>> begin Article

This matches the naming scheme that was implemented before
systemd-240. If naming-scheme < 240 is specified, the "keep" policy
is also enabled by default, even if not specified. Effectively, this
means that if naming-scheme >= 240 is specified, network devices will
be renamed according to the configuration, even if they have been
renamed already, if "keep" is not specified as the naming policy in
the .link file. The 99-default.link file provided by systemd includes
"keep" for backwards compatibility, but it is recommended for user
installed .link files to *not* include it.
The "kernel" policy, which keeps kernel names declared to be
"persistent", now works again as documented.
* kernel-install script now optionally takes the paths to one or more
initrd files, and passes them to all plugins.
* The mincore() system call has been dropped from the @system-service
system call filter group, as it is pretty exotic and may potentially
used for side-channel attacks.

>> end Article

### Task list:
1 > Count the lines of the records that contain the string "below", treating uppercase and lowercase as different. Reply with the number alone.
2 > Go on with the systemd release notes, starting right after their last sentence.
The systemd release notes and the records have nothing to do with each other.

>> begin Material supplied

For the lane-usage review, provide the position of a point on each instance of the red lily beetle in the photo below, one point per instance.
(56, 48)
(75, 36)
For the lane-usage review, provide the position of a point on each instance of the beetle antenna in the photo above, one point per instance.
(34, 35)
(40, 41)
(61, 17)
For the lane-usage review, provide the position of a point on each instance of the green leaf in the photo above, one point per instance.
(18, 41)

>> end Material supplied
>> begin Material supplied

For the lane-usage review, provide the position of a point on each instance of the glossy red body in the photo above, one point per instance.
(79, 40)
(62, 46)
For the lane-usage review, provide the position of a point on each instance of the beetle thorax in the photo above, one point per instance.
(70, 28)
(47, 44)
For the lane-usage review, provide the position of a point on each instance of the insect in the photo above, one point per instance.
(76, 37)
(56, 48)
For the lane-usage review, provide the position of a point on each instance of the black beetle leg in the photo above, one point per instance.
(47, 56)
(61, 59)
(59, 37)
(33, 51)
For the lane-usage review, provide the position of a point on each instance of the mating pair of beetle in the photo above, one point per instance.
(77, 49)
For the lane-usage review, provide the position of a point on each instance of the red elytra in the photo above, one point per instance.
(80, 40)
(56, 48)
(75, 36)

>> end Material supplied
>> begin Material supplied

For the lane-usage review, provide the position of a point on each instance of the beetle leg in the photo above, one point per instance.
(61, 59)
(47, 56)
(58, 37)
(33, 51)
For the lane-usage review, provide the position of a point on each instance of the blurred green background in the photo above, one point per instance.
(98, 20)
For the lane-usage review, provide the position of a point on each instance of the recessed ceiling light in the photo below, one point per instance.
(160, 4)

>> end Material supplied

### Responses in order:
1 > 2

2 >
* -fPIE is dropped from compiler and linker options. Please specify
-Db_pie=true option to meson to build position-independent
executables. Note that the meson option is supported since meson-0.49.
* The fs.protected_regular and fs.protected_fifos sysctls, which were
added in Linux 4.19 to make some data spoofing attacks harder, are
now enabled by default. While this will hopefully improve the
security of most installations, it is technically a backwards
incompatible change; to disable these sysctls again, place the
following lines in /etc/sysctl.d/60-protected.conf or a similar file:
fs.protected_regular = 0
fs.protected_fifos = 0
Note that the similar hardlink and symlink protection has been
enabled since v199, and may be disabled likewise.
* The files read from the EnvironmentFile= setting in unit files now
parse backslashes inside quotes literally, matching the behaviour of
POSIX shells.
* udevadm trigger, udevadm control, udevadm settle and udevadm monitor
now automatically become NOPs when run in a chroot() environment.
* The tmpfiles.d/ "C" line type will now copy directory trees not only
when the destination is so far missing, but also if it already exists
as a directory and is empty. This is useful to cater for systems
where directory trees are put together from multiple separate mount
points but otherwise empty.
* A new function sd_bus_close_unref() (and the associated
sd_bus_close_unrefp()) has been added to libsystemd, that combines
sd_bus_close() and sd_bus_unref() in one.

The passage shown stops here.